# What you are asked to do:
Set out every line of the material below as a JSON list of strings, one string per line, with blank lines omitted. Leave the pictures out of the answer.
==== Exercise input
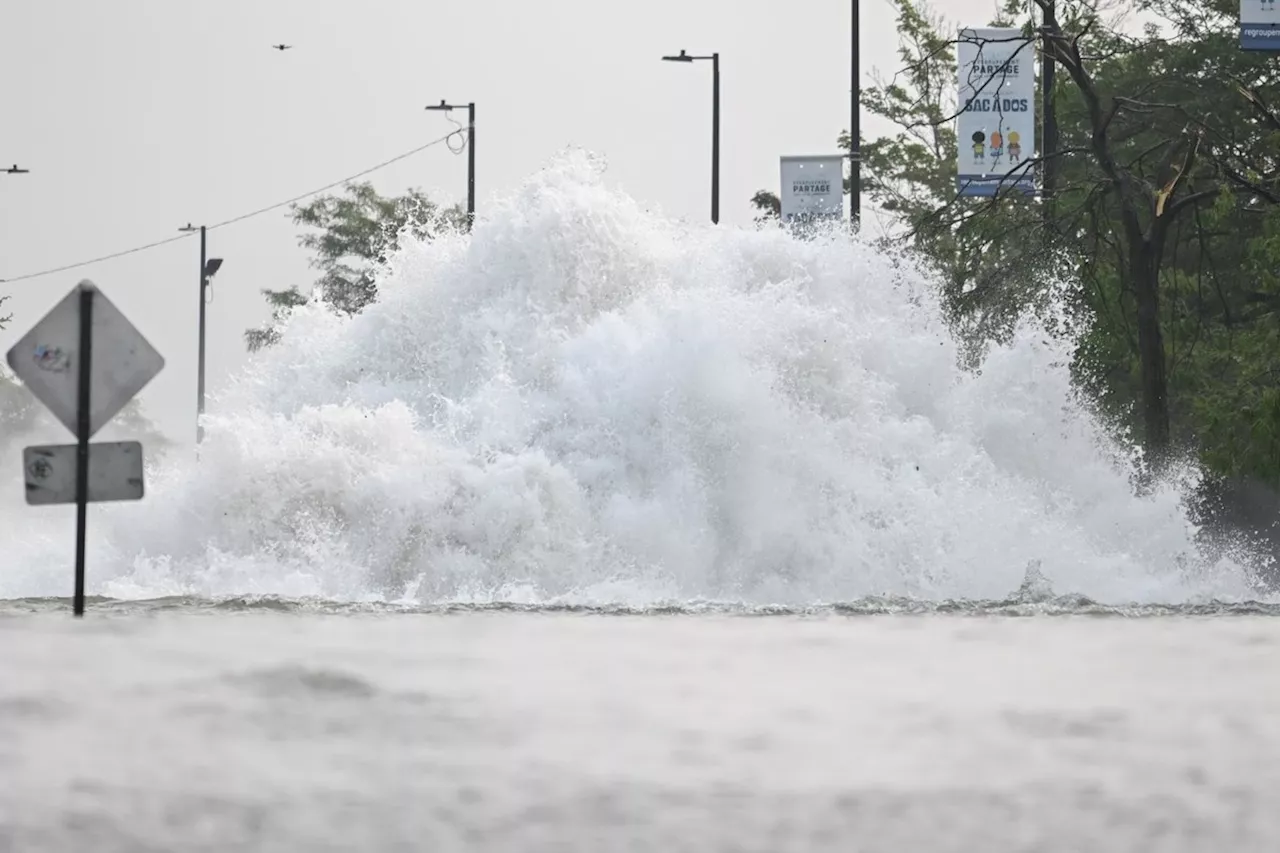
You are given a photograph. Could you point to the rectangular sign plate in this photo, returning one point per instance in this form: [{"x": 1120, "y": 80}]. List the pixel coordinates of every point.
[{"x": 114, "y": 473}]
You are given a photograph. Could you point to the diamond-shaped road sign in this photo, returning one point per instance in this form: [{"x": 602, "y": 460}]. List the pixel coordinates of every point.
[
  {"x": 122, "y": 361},
  {"x": 114, "y": 473}
]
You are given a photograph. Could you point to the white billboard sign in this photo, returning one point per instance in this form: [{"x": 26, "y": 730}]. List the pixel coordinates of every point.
[
  {"x": 1260, "y": 24},
  {"x": 996, "y": 127},
  {"x": 813, "y": 187}
]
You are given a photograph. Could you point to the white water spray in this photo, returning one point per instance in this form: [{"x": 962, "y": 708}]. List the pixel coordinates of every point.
[{"x": 588, "y": 402}]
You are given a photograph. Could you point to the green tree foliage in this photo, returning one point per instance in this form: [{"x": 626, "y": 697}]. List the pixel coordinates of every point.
[
  {"x": 1165, "y": 213},
  {"x": 351, "y": 237}
]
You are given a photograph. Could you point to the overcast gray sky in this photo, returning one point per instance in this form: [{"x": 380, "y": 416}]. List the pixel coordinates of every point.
[{"x": 136, "y": 117}]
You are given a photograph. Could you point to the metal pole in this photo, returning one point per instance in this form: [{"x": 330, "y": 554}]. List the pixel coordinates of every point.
[
  {"x": 471, "y": 165},
  {"x": 200, "y": 368},
  {"x": 82, "y": 427},
  {"x": 716, "y": 138},
  {"x": 855, "y": 172},
  {"x": 1048, "y": 121}
]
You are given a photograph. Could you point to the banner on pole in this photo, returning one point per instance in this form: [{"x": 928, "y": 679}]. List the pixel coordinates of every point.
[
  {"x": 1260, "y": 24},
  {"x": 996, "y": 127},
  {"x": 813, "y": 187}
]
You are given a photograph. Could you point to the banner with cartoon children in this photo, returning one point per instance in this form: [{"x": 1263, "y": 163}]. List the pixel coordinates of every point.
[{"x": 996, "y": 127}]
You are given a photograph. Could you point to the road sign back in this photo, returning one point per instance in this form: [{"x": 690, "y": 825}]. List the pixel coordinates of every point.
[
  {"x": 122, "y": 363},
  {"x": 114, "y": 473}
]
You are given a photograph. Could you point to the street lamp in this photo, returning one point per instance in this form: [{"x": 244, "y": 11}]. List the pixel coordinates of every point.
[
  {"x": 471, "y": 154},
  {"x": 855, "y": 149},
  {"x": 714, "y": 59},
  {"x": 208, "y": 269}
]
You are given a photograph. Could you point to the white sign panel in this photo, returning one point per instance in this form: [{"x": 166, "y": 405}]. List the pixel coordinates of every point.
[
  {"x": 996, "y": 127},
  {"x": 120, "y": 364},
  {"x": 1260, "y": 24},
  {"x": 813, "y": 187},
  {"x": 114, "y": 473}
]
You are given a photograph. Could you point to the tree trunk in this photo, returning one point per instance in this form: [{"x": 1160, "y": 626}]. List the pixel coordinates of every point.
[{"x": 1144, "y": 273}]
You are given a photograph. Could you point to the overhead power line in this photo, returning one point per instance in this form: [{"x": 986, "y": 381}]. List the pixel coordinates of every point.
[{"x": 233, "y": 219}]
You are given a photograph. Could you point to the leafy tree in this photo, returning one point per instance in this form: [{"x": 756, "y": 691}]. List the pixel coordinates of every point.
[
  {"x": 352, "y": 236},
  {"x": 1168, "y": 179}
]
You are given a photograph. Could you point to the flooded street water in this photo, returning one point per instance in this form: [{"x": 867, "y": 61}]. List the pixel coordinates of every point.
[{"x": 181, "y": 730}]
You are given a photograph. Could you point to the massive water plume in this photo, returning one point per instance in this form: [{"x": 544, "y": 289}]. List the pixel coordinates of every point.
[{"x": 586, "y": 401}]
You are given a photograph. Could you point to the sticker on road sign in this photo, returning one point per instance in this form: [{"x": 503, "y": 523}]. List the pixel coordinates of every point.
[
  {"x": 114, "y": 473},
  {"x": 122, "y": 361}
]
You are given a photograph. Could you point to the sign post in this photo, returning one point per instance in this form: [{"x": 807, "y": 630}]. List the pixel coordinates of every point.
[
  {"x": 813, "y": 188},
  {"x": 1260, "y": 24},
  {"x": 85, "y": 361},
  {"x": 996, "y": 127}
]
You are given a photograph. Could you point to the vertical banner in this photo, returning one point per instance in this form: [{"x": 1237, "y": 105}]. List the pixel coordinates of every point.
========
# Response for this exercise:
[
  "You are given a photograph. Could you point to the rectangular sign plate in this photo, returning one point per instance in this form: [{\"x\": 1120, \"y\": 80}]. List the pixel coordinates of every point.",
  "[{\"x\": 114, \"y\": 473}]",
  "You are given a photograph. Could you point to the diamond-shaped road sign in this photo, returning one point per instance in this form: [{\"x\": 602, \"y\": 460}]. List the pixel coordinates of every point.",
  "[",
  "  {\"x\": 122, \"y\": 361},",
  "  {\"x\": 114, \"y\": 473}",
  "]",
  "You are given a photograph. Could you point to the white billboard sign in this photo, returning one point per instance in this form: [{\"x\": 26, \"y\": 730}]. List the pixel coordinates of every point.",
  "[",
  "  {\"x\": 1260, \"y\": 24},",
  "  {\"x\": 996, \"y\": 127},",
  "  {\"x\": 813, \"y\": 187}",
  "]",
  "You are given a photograph. Could you point to the white water spray in this photo, returning one point per instance in this form: [{\"x\": 962, \"y\": 708}]. List the pixel coordinates of every point.",
  "[{\"x\": 588, \"y\": 402}]",
  "You are given a photograph. Could you point to the green tree foliage in this photo, returning one point per instance in this form: [{\"x\": 626, \"y\": 697}]. List the pixel coordinates of every point.",
  "[",
  "  {\"x\": 1165, \"y\": 213},",
  "  {\"x\": 351, \"y\": 237}",
  "]",
  "You are given a photograph. Could you point to the overcast gray sky in this photo, returning one point per instance in this form: [{\"x\": 380, \"y\": 416}]. List the pixel coordinates of every point.",
  "[{\"x\": 136, \"y\": 117}]",
  "You are given a photograph. Could you point to the metal pole in this photo, returning one point per instance in this form: [{\"x\": 330, \"y\": 554}]. List the pixel coordinates of every point.",
  "[",
  "  {\"x\": 471, \"y\": 165},",
  "  {\"x\": 200, \"y\": 368},",
  "  {\"x\": 82, \"y\": 427},",
  "  {\"x\": 716, \"y\": 138},",
  "  {\"x\": 855, \"y\": 172},",
  "  {\"x\": 1048, \"y\": 121}",
  "]",
  "You are given a photograph. Could you point to the banner on pole in this photo, returning one point per instance in this form: [{\"x\": 928, \"y\": 679}]. List the pixel coordinates of every point.",
  "[",
  "  {\"x\": 1260, \"y\": 24},",
  "  {\"x\": 996, \"y\": 127},",
  "  {\"x\": 813, \"y\": 187}",
  "]",
  "You are given a photograph. Could you point to the banner with cartoon children in this photo, returning one point per instance in this form: [{\"x\": 1263, \"y\": 163}]. List the pixel coordinates of every point.",
  "[{\"x\": 996, \"y\": 127}]",
  "You are given a photograph. Could you point to the road sign back in this photo, returning one point per instance in this form: [{\"x\": 690, \"y\": 825}]. List the pixel coordinates of every point.",
  "[",
  "  {\"x\": 122, \"y\": 363},",
  "  {\"x\": 114, \"y\": 473}",
  "]",
  "You are given a photograph. Could you point to the street lamp in this photo, returning one point per instance in this form: [{\"x\": 244, \"y\": 11}]. List the pixel coordinates of every point.",
  "[",
  "  {\"x\": 471, \"y\": 154},",
  "  {\"x\": 855, \"y\": 149},",
  "  {\"x\": 714, \"y\": 59},",
  "  {\"x\": 208, \"y\": 269}",
  "]",
  "You are given a photograph. Could you point to the white sign panel in this photo, returning one point per instance in this form: [{\"x\": 166, \"y\": 405}]. List the pixel coordinates of every point.",
  "[",
  "  {\"x\": 996, \"y\": 127},",
  "  {\"x\": 120, \"y\": 364},",
  "  {\"x\": 1260, \"y\": 24},",
  "  {\"x\": 813, \"y\": 187},",
  "  {\"x\": 114, \"y\": 473}",
  "]",
  "You are given a photograph. Could you point to the tree trunk in this photo, returning one point per instance in this form: [{\"x\": 1160, \"y\": 626}]. List the pixel coordinates of every point.",
  "[{\"x\": 1144, \"y\": 273}]",
  "You are given a photograph. Could you point to the overhead power line in this photo, returning one point per instance in this form: [{\"x\": 986, \"y\": 381}]. List the pixel coordinates of every point.",
  "[{\"x\": 233, \"y\": 219}]",
  "You are given a photograph. Could you point to the leafy tree in this photo, returning one point per instance in this form: [{\"x\": 756, \"y\": 691}]. List the pixel coordinates of every point.",
  "[",
  "  {\"x\": 352, \"y\": 236},",
  "  {\"x\": 1168, \"y\": 179}",
  "]",
  "You are given a photograph. Could you point to the flooded street water in this photo, returning one point per instance in this form: [{\"x\": 867, \"y\": 61}]. List the pixel coordinates of every point.",
  "[{\"x\": 181, \"y\": 730}]",
  "You are given a photograph. Could you point to the massive water plume in this photo, returning one point per instance in this form: [{\"x\": 544, \"y\": 289}]. List the pixel coordinates of every point.",
  "[{\"x\": 586, \"y\": 401}]",
  "You are given a photograph. Could you point to the sticker on road sign in this photo, returning one point per instance in this form: [{\"x\": 503, \"y\": 523}]. List the pixel coordinates of every point.",
  "[",
  "  {\"x\": 114, \"y\": 473},",
  "  {\"x\": 122, \"y\": 361}",
  "]",
  "You are given a photograph. Could you point to the sign post in this photo, returning one point per instance in this form: [{\"x\": 807, \"y\": 630}]. List the pixel coordinates of every point.",
  "[",
  "  {\"x\": 813, \"y\": 188},",
  "  {\"x\": 1260, \"y\": 24},",
  "  {\"x\": 85, \"y\": 361},",
  "  {\"x\": 996, \"y\": 127}",
  "]",
  "You are given a photograph. Could you point to the vertical banner in this photo, returning one point per instance in this form: [{\"x\": 1237, \"y\": 105}]. List the pixel coordinates of every point."
]